SOURCE PASSAGE -

South Africa’s National Lotteries Commission and National Consumer Commission have signed a memorandum of understanding to improve consumer protection, enforcement and information sharing across lotteries, sports pools and promotional competitions.

South Africa’s National Lotteries Commission and National Consumer Commission have signed a memorandum of understanding aimed at strengthening cooperation in areas where their mandates overlap. The agreement was announced on May 13 and creates a formal framework for coordination, consistent interpretation of legislation, information sharing and joint work on matters involving lotteries, sports pools, gambling and consumer protection.

The deal is particularly important for promotional competitions, a category that often sits between marketing, consumer protection and lottery regulation. The NLC notes that promotional competitions are a form of lottery, but since April 2011 they have been governed by the Consumer Protection Act rather than the Lotteries Act. At the same time, the NLC remains responsible for monitoring compliance by competition promoters.

Under the MoU, the two bodies will cooperate on compliance, investigations and enforcement initiatives targeting lotteries, sports pools and promotional competitions that contravene either the Lotteries Act or the Consumer Protection Act. They will also share best practices, conduct joint seminars, workshops, training and research, and refer matters that fall under the other regulator’s mandate.

The agreement also provides for a framework to classify complaints. This is intended to guide referrals between the NLC and NCC and ensure that matters of mutual concern are handled consistently. For consumers, this could reduce confusion over which authority should deal with complaints linked to prize draws, retail promotions, lottery-style campaigns or misleading promotional offers.

EXERCISE REQUIREMENTS -
a) Can you retype the passage on the South African lottery and consumer regulators' agreement, from "The agreement also" to "misleading promotional offers.", inclusive?
b) Can you continue the passage on the South African lottery and consumer regulators' agreement from where it stops?

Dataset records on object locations
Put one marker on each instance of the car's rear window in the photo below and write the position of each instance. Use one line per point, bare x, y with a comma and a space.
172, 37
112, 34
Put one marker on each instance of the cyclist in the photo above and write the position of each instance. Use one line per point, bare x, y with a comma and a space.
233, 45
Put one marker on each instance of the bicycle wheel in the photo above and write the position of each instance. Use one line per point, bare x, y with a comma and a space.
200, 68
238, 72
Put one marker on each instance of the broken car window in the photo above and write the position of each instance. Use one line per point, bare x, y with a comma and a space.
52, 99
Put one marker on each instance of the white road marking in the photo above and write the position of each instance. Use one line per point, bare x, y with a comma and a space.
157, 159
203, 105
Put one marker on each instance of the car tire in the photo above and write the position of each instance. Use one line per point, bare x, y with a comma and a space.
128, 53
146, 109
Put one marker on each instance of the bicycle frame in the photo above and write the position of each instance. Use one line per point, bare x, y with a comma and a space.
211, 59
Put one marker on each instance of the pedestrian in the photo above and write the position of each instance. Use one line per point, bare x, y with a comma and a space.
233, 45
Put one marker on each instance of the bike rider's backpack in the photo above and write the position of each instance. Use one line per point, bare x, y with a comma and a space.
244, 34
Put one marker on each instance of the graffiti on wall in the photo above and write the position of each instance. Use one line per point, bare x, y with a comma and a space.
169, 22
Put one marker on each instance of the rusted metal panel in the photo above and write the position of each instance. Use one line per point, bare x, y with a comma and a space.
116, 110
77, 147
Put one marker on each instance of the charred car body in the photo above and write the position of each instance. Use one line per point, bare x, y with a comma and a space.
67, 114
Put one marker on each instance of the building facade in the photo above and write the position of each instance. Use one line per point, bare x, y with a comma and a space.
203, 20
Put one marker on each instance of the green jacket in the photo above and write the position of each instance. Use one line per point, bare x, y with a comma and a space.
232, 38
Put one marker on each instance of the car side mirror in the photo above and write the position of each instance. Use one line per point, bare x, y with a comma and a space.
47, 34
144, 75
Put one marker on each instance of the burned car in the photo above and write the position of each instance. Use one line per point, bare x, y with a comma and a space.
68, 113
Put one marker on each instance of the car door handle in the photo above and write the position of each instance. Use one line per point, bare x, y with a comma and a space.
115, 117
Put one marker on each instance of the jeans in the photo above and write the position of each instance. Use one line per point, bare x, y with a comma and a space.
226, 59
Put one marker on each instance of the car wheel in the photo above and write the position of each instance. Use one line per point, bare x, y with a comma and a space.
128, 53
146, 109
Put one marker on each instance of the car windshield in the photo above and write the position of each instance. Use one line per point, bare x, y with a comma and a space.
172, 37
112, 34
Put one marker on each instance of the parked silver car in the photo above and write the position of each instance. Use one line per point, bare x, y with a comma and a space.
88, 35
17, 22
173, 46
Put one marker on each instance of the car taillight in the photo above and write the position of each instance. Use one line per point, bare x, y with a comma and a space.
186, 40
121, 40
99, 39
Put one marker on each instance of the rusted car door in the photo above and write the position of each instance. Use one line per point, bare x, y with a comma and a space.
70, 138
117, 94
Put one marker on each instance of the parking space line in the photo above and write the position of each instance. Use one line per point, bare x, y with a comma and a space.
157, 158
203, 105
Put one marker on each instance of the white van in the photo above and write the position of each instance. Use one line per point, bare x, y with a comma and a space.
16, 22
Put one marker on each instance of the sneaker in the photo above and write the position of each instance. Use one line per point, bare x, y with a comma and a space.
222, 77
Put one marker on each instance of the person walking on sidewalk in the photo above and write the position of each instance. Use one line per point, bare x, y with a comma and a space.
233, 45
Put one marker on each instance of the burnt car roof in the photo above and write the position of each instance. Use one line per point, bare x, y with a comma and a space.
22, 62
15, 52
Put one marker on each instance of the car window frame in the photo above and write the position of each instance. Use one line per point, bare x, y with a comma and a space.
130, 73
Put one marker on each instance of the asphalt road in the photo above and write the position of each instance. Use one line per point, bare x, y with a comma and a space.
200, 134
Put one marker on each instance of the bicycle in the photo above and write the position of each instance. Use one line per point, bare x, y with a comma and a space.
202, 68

THE ANSWERS -
a)
The agreement also provides for a framework to classify complaints. This is intended to guide referrals between the NLC and NCC and ensure that matters of mutual concern are handled consistently. For consumers, this could reduce confusion over which authority should deal with complaints linked to prize draws, retail promotions, lottery-style campaigns or misleading promotional offers.

b)
The Consumer Protection Act sets out several key rules for promotional competitions. Promoters must not mislead participants by claiming they have won when no competition was conducted or when no prize was actually won. They must not require extra payment after a prize is awarded, and they must make competition rules available while retaining records after the competition ends.

The NLC’s broader mandate includes regulating the National Lottery, sports pools, society lotteries, private lotteries and lotteries incidental to exempt entertainment. It is also responsible for ensuring that the interests of lottery participants are protected and that lotteries are conducted with due propriety.

For businesses, the MoU signals that prize-based marketing campaigns will face closer regulatory attention. Retailers, brands and agencies using competitions to promote goods or services will need to ensure that campaign rules, prize conditions, consumer communications and complaint handling are compliant from the start. For South Africa’s gambling and promotional-marketing environment, the agreement should create clearer enforcement pathways and stronger protection for consumers participating in lottery-style promotions.